### WHAT IS BEING ASKED
Please rewrite the listing from the line containing "Query string: blue plastic item" through the line containing "xmin=243 ymin=67 xmax=391 ymax=146" as a two-column CSV headed input and output. Give one row per input, putting its text and its answer each in a single quoted field with line breaks turned into spaces.

### DATASET ROWS
□ □ □ □

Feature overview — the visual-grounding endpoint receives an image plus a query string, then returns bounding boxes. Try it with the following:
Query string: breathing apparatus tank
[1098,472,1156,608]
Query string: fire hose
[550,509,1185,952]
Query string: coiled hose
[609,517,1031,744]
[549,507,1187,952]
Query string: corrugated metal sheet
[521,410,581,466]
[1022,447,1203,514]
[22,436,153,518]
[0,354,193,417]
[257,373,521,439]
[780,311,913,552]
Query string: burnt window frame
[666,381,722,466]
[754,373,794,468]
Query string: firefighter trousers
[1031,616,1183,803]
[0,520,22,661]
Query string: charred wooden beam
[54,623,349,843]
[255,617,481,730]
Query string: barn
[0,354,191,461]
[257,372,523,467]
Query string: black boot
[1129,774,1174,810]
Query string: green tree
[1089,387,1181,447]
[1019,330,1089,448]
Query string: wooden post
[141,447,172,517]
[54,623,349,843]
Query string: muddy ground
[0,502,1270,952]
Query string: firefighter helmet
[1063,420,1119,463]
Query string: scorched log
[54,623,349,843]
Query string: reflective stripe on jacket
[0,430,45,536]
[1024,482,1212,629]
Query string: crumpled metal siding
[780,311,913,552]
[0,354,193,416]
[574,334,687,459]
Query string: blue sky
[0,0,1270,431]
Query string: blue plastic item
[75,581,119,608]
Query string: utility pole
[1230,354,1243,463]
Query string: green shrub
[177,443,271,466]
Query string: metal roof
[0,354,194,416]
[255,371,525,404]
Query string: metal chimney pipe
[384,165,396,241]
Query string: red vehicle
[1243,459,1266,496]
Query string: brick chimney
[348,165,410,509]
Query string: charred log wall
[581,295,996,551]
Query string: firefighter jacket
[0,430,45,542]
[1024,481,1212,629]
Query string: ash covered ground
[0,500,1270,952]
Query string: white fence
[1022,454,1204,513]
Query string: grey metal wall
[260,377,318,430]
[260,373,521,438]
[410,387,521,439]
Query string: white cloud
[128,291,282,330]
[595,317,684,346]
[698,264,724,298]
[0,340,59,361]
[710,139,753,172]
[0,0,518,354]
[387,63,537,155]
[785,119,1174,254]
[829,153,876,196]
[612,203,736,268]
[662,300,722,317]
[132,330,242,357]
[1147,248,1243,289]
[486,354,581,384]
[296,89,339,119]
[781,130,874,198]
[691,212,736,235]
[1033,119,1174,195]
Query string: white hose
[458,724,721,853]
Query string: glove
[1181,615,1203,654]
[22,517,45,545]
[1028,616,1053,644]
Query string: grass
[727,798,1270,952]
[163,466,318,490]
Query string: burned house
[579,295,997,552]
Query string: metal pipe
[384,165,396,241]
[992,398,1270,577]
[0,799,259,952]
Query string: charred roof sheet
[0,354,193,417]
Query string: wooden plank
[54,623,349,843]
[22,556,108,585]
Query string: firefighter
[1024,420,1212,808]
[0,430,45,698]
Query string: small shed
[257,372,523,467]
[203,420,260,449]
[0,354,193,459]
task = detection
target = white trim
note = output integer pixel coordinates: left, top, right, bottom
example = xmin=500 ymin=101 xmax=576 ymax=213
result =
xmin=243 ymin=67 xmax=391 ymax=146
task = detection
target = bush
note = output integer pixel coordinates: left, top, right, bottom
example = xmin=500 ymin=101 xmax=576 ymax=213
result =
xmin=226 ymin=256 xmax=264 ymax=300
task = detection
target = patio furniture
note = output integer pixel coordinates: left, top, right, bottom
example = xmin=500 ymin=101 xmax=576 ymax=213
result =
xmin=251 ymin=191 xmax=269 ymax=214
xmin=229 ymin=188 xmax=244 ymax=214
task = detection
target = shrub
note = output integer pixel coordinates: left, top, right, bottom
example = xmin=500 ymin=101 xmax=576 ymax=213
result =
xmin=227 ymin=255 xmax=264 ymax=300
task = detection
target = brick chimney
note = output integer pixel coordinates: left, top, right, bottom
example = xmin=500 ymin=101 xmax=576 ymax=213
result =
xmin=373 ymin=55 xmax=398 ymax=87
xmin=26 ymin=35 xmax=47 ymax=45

□ □ □ □

### TASK ANSWER
input,output
"Query string: blue plastic item","[75,581,119,608]"
"Query string: utility pole","[1230,354,1243,463]"
"Query string: green shrub","[177,443,271,466]"
"Query string: metal roof","[0,354,194,416] [255,371,525,404]"
"Query string: metal chimney pipe","[384,165,396,241]"
"Query string: red vehicle","[1243,459,1266,496]"
"Query string: brick chimney","[348,165,410,509]"
"Query string: charred log wall","[581,295,996,551]"
"Query string: firefighter jacket","[0,430,45,542] [1024,481,1212,629]"
"Query string: ash covered ground","[0,500,1270,952]"
"Query string: white fence","[1022,454,1204,513]"
"Query string: grey metal wall","[260,377,318,430] [260,373,521,438] [410,387,521,439]"
"Query string: white cloud","[128,291,282,330] [595,317,684,346] [698,264,724,298] [0,340,59,361] [710,139,753,172] [0,0,518,354] [387,63,537,155] [785,119,1174,254] [829,153,876,196] [612,203,736,268] [662,300,722,317] [132,330,242,357] [1147,248,1243,289] [486,354,581,384] [296,89,339,119] [781,130,874,198] [691,212,736,235] [1033,119,1174,195]"
"Query string: white hose","[458,724,721,853]"
"Query string: glove","[1181,615,1203,654] [22,517,45,545] [1028,616,1053,644]"
"Query string: grass","[727,798,1270,952] [163,466,318,490]"
"Query string: burned house","[579,295,997,552]"
"Query string: metal pipe","[384,165,396,241] [992,398,1270,577] [0,799,259,952]"
"Query string: charred roof sheet","[0,354,193,417]"
"Query string: wooden plank","[54,623,349,843] [22,556,108,585]"
"Query string: firefighter","[1024,420,1212,808] [0,430,45,698]"
"Query string: small shed","[257,372,523,467] [203,420,260,449] [0,354,193,459]"
"task = detection target = white trim note = output integer pixel coordinates: left, top, right, bottom example = xmin=500 ymin=101 xmax=576 ymax=213 result =","xmin=243 ymin=67 xmax=391 ymax=146"